Passage to read —
# # #

At my workplace we have a Windows Small Business Server, which runs DHCP and DNS services for our local network. I believe it's an Active Directory setup, but since I have no clue of Windows really, I'm not entirely sure about this. What I can say is that the server controls a Windows domain, and some of our Windows machines are in that domain. We have loads more computers, for our clients to use, and those are plain Internet PCs, running Windows but not attached to a domain or workgroup.

We often have problems with the server machine, partly because the hardware is fairly old. Also, the firewall/router device we are using is often causing trouble. I'm replacing the latter now with an old PC running Linux and a firewall system (OpenWRT).

It is very important that our clients have working Internet connections, and in the old setup a failure of either the router/firewall or the Small Business Server would mean that they do not. While I'm replacing the old firewall with my Linux system, I also want to migrate the DHCP and DNS services from the server to the firewall. Therefore, a failure of the server would no longer cause Internet problems.

Now I have installed the new firewall. I have switched off the DHCP server on the SBS, and I have configured its TCP/IP protocol such that it uses the new firewall machine as DNS. Everything worked like a charm, but only for a few hours. I tested a few Windows computer on the domain, and they worked. I disabled and enabled the network interface, to obtain the network config from the new DHCP service (the one on the firewall).

However, after a few hours (i.e. this morning when I came back to work) the Windows machines on the domain could not mount network shares anymore. Network drives and also printers refused to work. When double-clicking a network drive, an alert box popped up saying "The local device name is already in use".

What do I have to do to keep our Windows network services functioning when deactivating the DHCP server on the SBS and operating a DHCP on a separate (non-Windows) machine?

So far, I have added DHCP options on the new firewall, referring to the IP address of the SBS as netbios-ns and netbios-dd. That does not seem to be enough.

I would like a setup, where the firewall operates local DHCP and DNS services, but the Windows PCs know that the Windows services are available from a different server. Anything regarding Windows network shares, printers, Active Directory, whatever, should be done by the SBS, which is not the acting DHCP and DNS server.

# # #

Rows of box annotation data
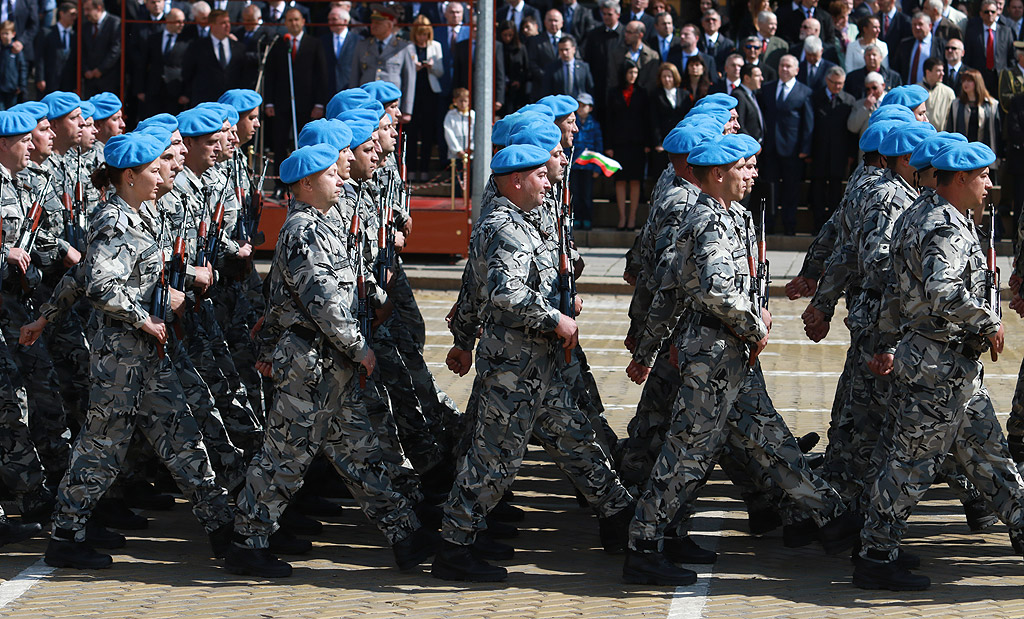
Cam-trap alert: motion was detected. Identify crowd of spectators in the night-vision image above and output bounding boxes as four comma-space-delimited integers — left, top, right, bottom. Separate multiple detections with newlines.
6, 0, 1024, 234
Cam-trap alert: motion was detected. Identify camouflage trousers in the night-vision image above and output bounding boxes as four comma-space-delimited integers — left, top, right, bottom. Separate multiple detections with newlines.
630, 322, 844, 549
53, 324, 232, 541
0, 293, 71, 483
234, 332, 420, 548
441, 325, 632, 545
860, 333, 1024, 561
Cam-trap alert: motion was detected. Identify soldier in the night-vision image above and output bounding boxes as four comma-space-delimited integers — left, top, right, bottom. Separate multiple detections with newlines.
44, 133, 231, 569
623, 135, 859, 586
225, 145, 434, 577
352, 4, 416, 123
853, 142, 1024, 590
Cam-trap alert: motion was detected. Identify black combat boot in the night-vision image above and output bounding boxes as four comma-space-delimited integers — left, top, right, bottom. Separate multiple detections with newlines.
43, 529, 114, 570
597, 503, 637, 552
623, 540, 697, 587
664, 535, 718, 565
391, 527, 441, 572
430, 541, 509, 582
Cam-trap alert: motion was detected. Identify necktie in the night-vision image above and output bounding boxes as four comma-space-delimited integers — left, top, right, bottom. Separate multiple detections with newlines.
985, 28, 995, 71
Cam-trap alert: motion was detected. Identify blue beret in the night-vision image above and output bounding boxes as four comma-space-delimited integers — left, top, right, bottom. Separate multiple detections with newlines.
345, 120, 379, 149
217, 88, 263, 114
103, 131, 166, 169
519, 104, 555, 122
686, 133, 761, 166
507, 119, 562, 153
280, 145, 338, 184
135, 125, 171, 151
299, 118, 354, 151
490, 145, 551, 174
9, 101, 50, 122
177, 107, 224, 137
932, 141, 995, 172
135, 113, 178, 133
882, 84, 928, 110
327, 88, 374, 118
859, 120, 906, 153
0, 110, 39, 136
662, 124, 722, 155
537, 94, 580, 118
879, 123, 935, 157
360, 80, 401, 104
910, 131, 967, 172
42, 90, 82, 120
89, 92, 121, 120
693, 92, 739, 110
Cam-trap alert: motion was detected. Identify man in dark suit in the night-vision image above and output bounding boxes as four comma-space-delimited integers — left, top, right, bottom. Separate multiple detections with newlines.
555, 0, 597, 40
179, 11, 246, 107
133, 8, 188, 118
541, 35, 594, 98
319, 3, 360, 99
36, 2, 78, 94
797, 37, 846, 92
807, 67, 857, 232
964, 0, 1013, 92
82, 0, 121, 98
758, 55, 814, 235
697, 8, 736, 71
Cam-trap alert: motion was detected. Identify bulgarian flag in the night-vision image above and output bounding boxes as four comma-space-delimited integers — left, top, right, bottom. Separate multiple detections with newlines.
573, 150, 623, 176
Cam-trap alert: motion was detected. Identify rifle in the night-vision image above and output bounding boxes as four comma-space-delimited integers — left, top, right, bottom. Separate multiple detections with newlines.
985, 204, 1002, 361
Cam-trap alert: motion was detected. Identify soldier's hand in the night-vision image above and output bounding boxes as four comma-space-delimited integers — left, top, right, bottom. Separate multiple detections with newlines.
142, 316, 167, 343
359, 348, 377, 375
444, 346, 473, 376
17, 316, 48, 346
7, 247, 32, 273
555, 314, 580, 350
867, 353, 893, 376
63, 247, 82, 269
626, 360, 650, 384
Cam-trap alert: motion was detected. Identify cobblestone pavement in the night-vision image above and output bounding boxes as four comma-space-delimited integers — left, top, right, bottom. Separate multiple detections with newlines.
0, 291, 1024, 619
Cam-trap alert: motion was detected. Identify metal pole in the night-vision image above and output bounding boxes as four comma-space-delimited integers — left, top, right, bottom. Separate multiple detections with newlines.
469, 0, 495, 221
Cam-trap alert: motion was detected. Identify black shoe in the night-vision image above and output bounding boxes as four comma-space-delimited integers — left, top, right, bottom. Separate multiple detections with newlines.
430, 542, 509, 582
818, 511, 864, 554
597, 503, 637, 552
85, 519, 128, 550
782, 519, 818, 548
43, 529, 114, 570
391, 527, 441, 572
853, 560, 932, 591
487, 498, 526, 523
746, 507, 782, 535
487, 517, 519, 539
623, 548, 697, 587
964, 496, 999, 533
665, 536, 718, 565
0, 519, 43, 546
278, 506, 324, 535
470, 531, 515, 561
224, 544, 292, 578
94, 498, 150, 531
797, 432, 821, 454
270, 529, 313, 554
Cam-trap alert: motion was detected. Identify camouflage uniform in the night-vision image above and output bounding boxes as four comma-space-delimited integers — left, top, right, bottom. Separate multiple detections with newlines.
236, 197, 420, 548
861, 192, 1024, 562
441, 190, 632, 545
53, 196, 231, 541
630, 194, 843, 551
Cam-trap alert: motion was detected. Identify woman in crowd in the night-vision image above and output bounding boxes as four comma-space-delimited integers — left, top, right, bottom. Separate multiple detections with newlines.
406, 15, 444, 181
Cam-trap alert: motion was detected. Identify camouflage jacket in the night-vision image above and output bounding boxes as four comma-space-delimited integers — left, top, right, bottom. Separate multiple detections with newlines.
261, 201, 369, 363
881, 192, 999, 352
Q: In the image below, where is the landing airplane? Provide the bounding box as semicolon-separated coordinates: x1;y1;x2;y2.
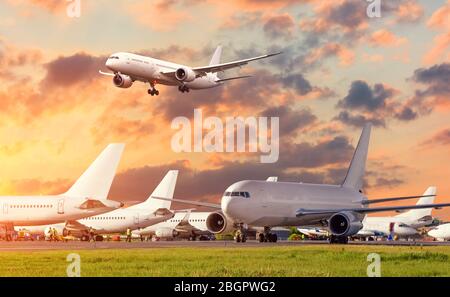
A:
99;46;281;96
0;144;125;238
153;124;450;243
16;170;178;241
355;187;436;237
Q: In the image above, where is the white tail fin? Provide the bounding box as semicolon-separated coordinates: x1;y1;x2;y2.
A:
342;123;372;191
64;143;125;200
397;186;436;220
209;45;222;66
136;170;178;210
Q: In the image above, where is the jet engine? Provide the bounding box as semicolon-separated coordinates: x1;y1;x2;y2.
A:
155;228;178;238
206;212;233;234
175;68;196;82
329;212;363;236
113;73;133;89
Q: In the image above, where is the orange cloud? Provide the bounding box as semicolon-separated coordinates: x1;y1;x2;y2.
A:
369;29;408;47
423;0;450;65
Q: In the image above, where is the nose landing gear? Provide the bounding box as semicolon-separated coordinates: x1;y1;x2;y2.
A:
178;85;189;93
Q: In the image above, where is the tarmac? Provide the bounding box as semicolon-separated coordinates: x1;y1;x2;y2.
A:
0;240;450;252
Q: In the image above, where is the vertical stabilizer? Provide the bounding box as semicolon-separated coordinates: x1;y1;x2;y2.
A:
140;170;178;210
64;143;125;200
342;123;372;191
397;186;436;220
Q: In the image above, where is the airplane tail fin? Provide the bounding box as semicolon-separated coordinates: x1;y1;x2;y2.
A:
397;186;436;220
209;45;222;66
141;170;178;209
64;143;125;200
342;123;372;191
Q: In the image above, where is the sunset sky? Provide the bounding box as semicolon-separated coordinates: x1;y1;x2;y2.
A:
0;0;450;220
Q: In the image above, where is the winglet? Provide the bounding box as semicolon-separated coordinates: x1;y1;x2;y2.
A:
64;143;125;200
342;123;372;191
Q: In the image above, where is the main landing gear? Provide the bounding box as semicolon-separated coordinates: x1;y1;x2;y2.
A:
328;235;348;244
178;85;189;93
234;224;247;243
256;227;278;242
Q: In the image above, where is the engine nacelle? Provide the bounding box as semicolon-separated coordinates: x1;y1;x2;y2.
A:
206;212;233;234
175;68;196;82
113;73;133;89
329;212;363;236
155;228;178;238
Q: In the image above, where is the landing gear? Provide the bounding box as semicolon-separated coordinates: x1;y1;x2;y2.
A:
234;224;247;243
147;83;159;96
178;85;189;93
257;227;278;242
328;235;348;244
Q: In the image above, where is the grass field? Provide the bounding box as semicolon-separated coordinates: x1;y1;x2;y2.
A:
0;245;450;277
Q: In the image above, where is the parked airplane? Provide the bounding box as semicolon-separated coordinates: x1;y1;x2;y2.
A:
16;170;178;241
0;144;124;238
99;46;280;96
428;223;450;241
355;187;436;237
133;211;211;240
154;124;450;243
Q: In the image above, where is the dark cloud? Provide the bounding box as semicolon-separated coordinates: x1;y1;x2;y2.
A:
338;80;394;111
281;74;313;95
41;53;106;87
263;14;295;39
334;111;386;127
260;105;317;137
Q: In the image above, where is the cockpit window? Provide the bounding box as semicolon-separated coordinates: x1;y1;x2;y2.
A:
224;192;250;198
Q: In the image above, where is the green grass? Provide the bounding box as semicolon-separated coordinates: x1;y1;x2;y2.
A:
0;245;450;277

# # #

Resume the post about moving DHCP and DNS off the Small Business Server, starting right after its final sentence.

Written reply —
  • I am not 100 % sure on this, but I think a DHCP server has to be authorized in an AD environment for windows networking to function correctly, and I do not think you can do this with a Linux DHCP server. – KutscheraIT Dec 20 '10 at 14:07

The problem you're going to run into is that Active Directory uses DNS to tell client machines where to find various resources, so turning off DNS on the Windows server will eventually stop things that require Active Directory from working. It sounds like it worked for a number of hours because clients had it cached, but then the cache expired.

My suggestion would be to run bind on your Linux server, and make it act as a secondary to your Windows server, and then configure your DHCP server to give out the Linux server as the DNS server clients should be using. That way, your DNS queries are offloaded onto the Linux server whilst retaining the ability to use Active Directory.

You'll need a line in your named.conf (or such) a bit like this:-

zone "ad.internal.company.com"
  type slave;
  file "/etc/bind/db.ad.internal.company.com";
  masters { aaa.bbb.ccc.ddd; };

Not sure which version of SBS you're on, but for 2003, open up the dnsmgmt console, go to the properties for your active directory domain, and add your Linux server as a nameserver on the Name Servers tab. You'll also want to make sure Allow zone transfers is ticked on the Zone Transfers tab, along with Only to servers listed on the Name Servers tab. Additionally, you'll want to make sure that when you click Notify... (also on the Zone Transfers tab), that Automatically notify and Servers listed on the Name Servers tab are selected.

Reload (or restart) bind on your Linux server, and keep an eye on the logs, and you should see bind requesting a copy of the zonefile from the Windows server. To make sure everything's working, try making an addition to the zonefile on the Windows server and make it's propagated to bind on the Linux server.

Hope that helps!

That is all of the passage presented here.